====== Excerpt provided

Liberica and Robusta species, on the other hand, are much harder and can handle more of the harsh conditions that are present in lower altitudes. For this reason, they are much more affordable than specialty Arabica coffee.

Cameron Highlands farms in Malaysia
Image credit: Unsplash

What Is Malaysian Coffee?

When it comes to specialty coffee in Malaysia, most of it is imported. This is because they do not grow the Arabica species. Arabica has notably much more flavor than Robusta or Liberica. Cupping light to medium-roasted specialty coffee will bring out fruit and nut notes, as well as other subtle flavors.

But with Malaysian coffee, since it is mostly the bold Robusta, it is roasted differently. Malaysian coffee roasters often roast the beans dark and using butter or margarine and sugar. The point of this is to accent the rich flavors and mouthfeels that are unique to Liberica and Robusta beans.

============
====== Excerpted records

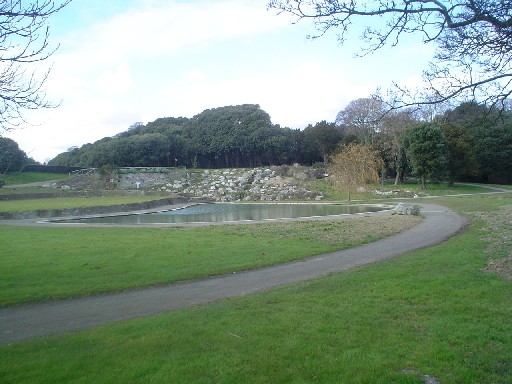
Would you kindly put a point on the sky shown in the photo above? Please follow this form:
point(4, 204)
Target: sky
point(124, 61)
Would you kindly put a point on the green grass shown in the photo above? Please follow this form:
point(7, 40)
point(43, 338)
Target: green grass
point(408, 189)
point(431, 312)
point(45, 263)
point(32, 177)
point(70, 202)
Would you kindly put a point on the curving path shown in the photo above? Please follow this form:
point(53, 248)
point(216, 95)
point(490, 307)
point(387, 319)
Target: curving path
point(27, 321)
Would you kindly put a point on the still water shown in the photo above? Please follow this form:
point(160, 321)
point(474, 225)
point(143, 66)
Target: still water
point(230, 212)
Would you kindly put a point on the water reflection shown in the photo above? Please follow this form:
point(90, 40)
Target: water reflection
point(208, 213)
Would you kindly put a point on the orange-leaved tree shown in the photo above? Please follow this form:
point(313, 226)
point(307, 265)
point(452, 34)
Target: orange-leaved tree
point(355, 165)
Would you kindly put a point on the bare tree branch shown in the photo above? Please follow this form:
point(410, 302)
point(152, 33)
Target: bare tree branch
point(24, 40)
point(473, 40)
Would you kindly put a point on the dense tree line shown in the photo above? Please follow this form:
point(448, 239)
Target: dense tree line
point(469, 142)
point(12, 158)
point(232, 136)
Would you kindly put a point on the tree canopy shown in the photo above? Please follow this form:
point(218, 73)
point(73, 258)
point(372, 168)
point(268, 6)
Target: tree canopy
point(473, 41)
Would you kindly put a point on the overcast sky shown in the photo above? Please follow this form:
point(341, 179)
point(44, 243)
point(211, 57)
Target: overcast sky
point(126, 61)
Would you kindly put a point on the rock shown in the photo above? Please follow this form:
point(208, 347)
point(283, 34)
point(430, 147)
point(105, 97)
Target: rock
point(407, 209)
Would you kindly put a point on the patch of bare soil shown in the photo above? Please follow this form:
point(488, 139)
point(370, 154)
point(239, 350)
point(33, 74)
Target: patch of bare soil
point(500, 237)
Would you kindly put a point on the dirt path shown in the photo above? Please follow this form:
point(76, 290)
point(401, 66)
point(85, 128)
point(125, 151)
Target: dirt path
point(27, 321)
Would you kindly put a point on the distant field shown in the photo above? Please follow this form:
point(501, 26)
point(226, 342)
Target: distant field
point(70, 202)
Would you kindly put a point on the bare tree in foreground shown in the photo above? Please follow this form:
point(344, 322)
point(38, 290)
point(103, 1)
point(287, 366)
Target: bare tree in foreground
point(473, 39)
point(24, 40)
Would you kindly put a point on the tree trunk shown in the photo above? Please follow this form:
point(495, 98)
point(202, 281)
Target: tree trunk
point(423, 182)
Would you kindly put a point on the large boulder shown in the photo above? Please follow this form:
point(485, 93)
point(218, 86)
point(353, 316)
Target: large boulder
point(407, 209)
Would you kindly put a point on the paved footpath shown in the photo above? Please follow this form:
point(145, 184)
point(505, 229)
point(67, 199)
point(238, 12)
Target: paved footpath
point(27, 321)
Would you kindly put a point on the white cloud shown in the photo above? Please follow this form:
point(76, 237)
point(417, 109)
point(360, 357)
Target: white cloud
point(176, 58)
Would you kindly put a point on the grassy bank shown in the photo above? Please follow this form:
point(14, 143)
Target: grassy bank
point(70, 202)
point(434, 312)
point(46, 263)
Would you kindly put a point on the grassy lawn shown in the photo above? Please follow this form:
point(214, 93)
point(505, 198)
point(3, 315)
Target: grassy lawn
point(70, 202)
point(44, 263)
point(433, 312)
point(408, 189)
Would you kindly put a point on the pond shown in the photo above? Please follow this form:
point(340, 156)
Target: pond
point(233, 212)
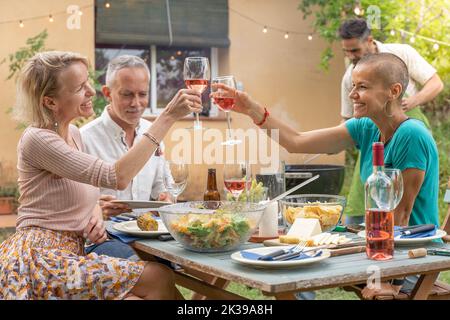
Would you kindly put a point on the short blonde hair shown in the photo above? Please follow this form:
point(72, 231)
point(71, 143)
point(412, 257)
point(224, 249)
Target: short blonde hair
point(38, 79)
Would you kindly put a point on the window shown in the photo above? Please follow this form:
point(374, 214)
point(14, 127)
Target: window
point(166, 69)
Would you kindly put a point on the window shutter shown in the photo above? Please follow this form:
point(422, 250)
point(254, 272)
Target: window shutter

============

## Task instructions
1 - Update the stretch of the passage on Malaysian coffee from "Liberica and Robusta species, on" through "other subtle flavors.", replacing "specialty coffee" with "craft coffee".
2 - Using the passage on Malaysian coffee, state whether each statement agrees with it. Answer yes or no and quote the deciding words.
(a) Malaysia grows the Arabica species.
(b) Liberica and Robusta are much more affordable than specialty Arabica coffee.
(c) Malaysian coffee roasters often roast the beans light.
3 - According to the passage on Malaysian coffee, what do Malaysian roasters often use along with dark roasting?

## Written responses
1 -
Liberica and Robusta species, on the other hand, are much harder and can handle more of the harsh conditions that are present in lower altitudes. For this reason, they are much more affordable than specialty Arabica coffee.

Cameron Highlands farms in Malaysia
Image credit: Unsplash

What Is Malaysian Coffee?

When it comes to craft coffee in Malaysia, most of it is imported. This is because they do not grow the Arabica species. Arabica has notably much more flavor than Robusta or Liberica. Cupping light to medium-roasted craft coffee will bring out fruit and nut notes, as well as other subtle flavors.

2 -
(a) No: "This is because they do not grow the Arabica species."
(b) Yes: "they are much more affordable than specialty Arabica coffee."
(c) No: "Malaysian coffee roasters often roast the beans dark and using butter or margarine and sugar."

3 - Butter or margarine and sugar.